What the task asks:
Can you pull out, word for word, the lines of the records below, starting at the line that contains "the basil plant." and ending with the final line of the records?

◇ ◇ ◇ ◇ ◇

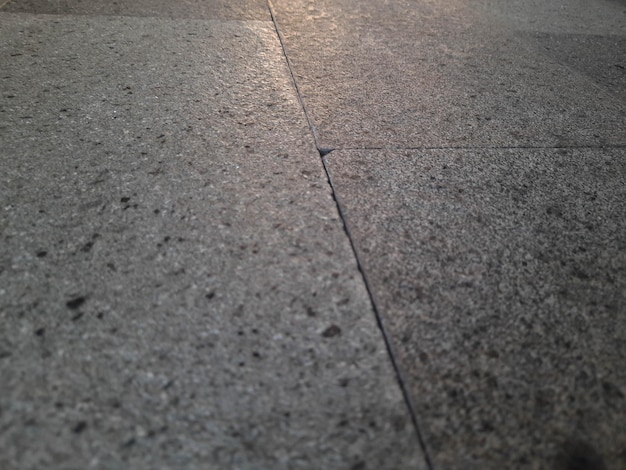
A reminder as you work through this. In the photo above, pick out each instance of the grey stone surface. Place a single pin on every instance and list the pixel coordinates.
(501, 278)
(444, 74)
(193, 9)
(176, 288)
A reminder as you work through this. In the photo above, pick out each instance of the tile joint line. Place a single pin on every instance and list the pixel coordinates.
(402, 382)
(323, 153)
(293, 78)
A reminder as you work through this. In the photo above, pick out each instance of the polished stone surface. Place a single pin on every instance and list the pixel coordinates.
(449, 74)
(193, 9)
(176, 287)
(501, 278)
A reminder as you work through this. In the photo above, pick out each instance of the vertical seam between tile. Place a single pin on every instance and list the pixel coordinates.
(402, 382)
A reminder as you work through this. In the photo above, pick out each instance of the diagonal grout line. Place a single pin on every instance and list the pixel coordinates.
(323, 153)
(379, 320)
(293, 78)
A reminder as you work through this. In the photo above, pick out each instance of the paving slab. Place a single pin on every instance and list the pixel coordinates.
(447, 74)
(500, 276)
(193, 9)
(176, 287)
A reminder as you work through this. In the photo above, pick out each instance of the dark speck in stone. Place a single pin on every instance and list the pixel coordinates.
(578, 455)
(611, 391)
(331, 331)
(75, 303)
(80, 427)
(129, 443)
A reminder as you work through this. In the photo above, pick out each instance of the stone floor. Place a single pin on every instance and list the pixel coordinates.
(313, 234)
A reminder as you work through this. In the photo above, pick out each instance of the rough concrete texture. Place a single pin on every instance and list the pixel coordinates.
(447, 74)
(501, 278)
(176, 288)
(192, 9)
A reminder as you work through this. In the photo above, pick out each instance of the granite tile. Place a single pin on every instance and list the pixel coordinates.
(501, 279)
(437, 74)
(176, 287)
(198, 9)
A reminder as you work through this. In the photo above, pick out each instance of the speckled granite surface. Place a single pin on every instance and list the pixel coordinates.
(501, 277)
(176, 288)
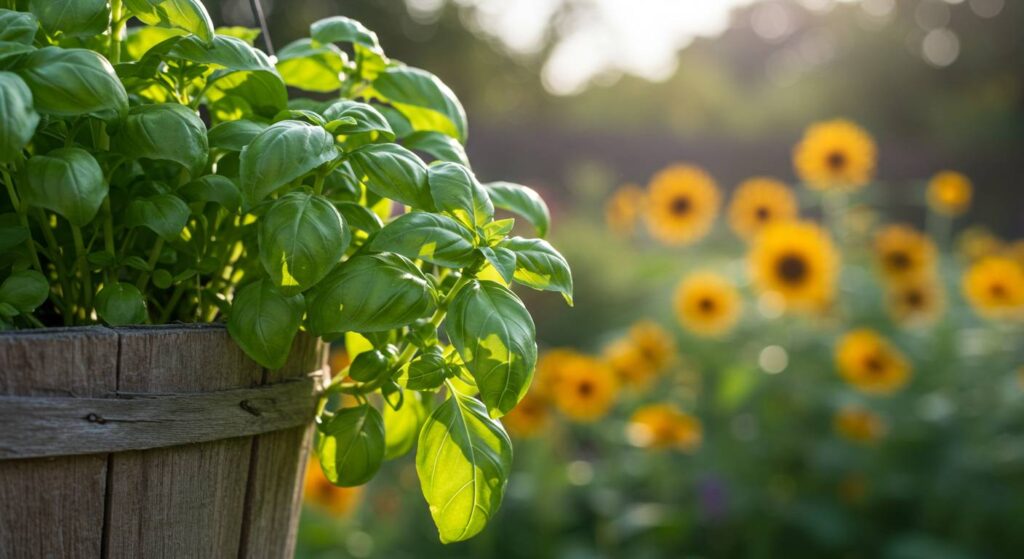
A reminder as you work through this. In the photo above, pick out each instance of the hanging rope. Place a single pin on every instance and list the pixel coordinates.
(258, 14)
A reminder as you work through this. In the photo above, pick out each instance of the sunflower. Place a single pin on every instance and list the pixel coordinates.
(320, 492)
(949, 192)
(664, 426)
(859, 425)
(916, 302)
(994, 287)
(759, 202)
(903, 253)
(682, 204)
(623, 209)
(835, 155)
(870, 363)
(586, 389)
(708, 304)
(798, 262)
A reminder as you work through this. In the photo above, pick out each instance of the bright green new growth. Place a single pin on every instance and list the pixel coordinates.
(123, 204)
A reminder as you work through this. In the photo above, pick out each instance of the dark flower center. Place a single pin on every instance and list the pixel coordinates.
(792, 268)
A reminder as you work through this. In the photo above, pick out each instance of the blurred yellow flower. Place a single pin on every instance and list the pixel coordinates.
(798, 261)
(708, 304)
(624, 209)
(903, 253)
(870, 363)
(759, 202)
(664, 426)
(859, 425)
(994, 287)
(835, 155)
(586, 389)
(320, 492)
(682, 205)
(949, 192)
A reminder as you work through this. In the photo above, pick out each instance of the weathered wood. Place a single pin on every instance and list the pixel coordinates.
(37, 427)
(54, 508)
(279, 464)
(182, 501)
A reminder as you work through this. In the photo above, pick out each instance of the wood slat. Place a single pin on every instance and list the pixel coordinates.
(54, 508)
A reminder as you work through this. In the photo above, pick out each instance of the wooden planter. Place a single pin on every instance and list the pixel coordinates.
(164, 441)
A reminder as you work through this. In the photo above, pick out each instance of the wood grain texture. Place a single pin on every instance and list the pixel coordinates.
(54, 508)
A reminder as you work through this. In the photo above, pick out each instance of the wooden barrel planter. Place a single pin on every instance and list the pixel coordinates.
(163, 441)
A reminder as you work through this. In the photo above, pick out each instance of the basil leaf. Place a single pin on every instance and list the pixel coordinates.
(371, 293)
(539, 265)
(522, 201)
(391, 171)
(350, 445)
(263, 321)
(17, 118)
(457, 192)
(68, 181)
(495, 336)
(425, 100)
(166, 132)
(283, 153)
(433, 238)
(121, 304)
(301, 239)
(69, 82)
(463, 461)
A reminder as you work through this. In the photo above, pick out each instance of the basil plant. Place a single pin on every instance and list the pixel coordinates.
(161, 173)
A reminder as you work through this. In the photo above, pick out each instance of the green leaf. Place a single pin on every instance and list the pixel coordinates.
(463, 460)
(371, 293)
(539, 265)
(457, 191)
(184, 14)
(25, 290)
(391, 171)
(263, 321)
(165, 215)
(68, 181)
(496, 337)
(301, 238)
(17, 118)
(166, 132)
(350, 445)
(311, 67)
(401, 426)
(522, 201)
(433, 238)
(121, 304)
(283, 153)
(72, 17)
(69, 82)
(425, 100)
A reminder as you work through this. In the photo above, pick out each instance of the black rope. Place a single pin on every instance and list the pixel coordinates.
(258, 13)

◇ ◇ ◇ ◇ ◇

Right answer:
A reminder as you work through this. In the photo above, pick out each instance of the basil plant. Place a single pin on every instance and list the pixel coordinates.
(161, 173)
A reminder as you work through this. In the photo above, pick out each instance of the green leaf. Place a single pin on every instance and list the pixel coordinates.
(463, 460)
(371, 293)
(539, 265)
(457, 191)
(184, 14)
(25, 290)
(391, 171)
(263, 321)
(165, 215)
(68, 181)
(496, 337)
(301, 238)
(17, 118)
(166, 132)
(350, 445)
(311, 67)
(401, 426)
(522, 201)
(433, 238)
(121, 304)
(283, 153)
(72, 17)
(69, 82)
(425, 100)
A reminder as you work through this. In the photo above, pick out each instance of the black rope. Place a single pin on every instance and list the pixel coordinates.
(258, 13)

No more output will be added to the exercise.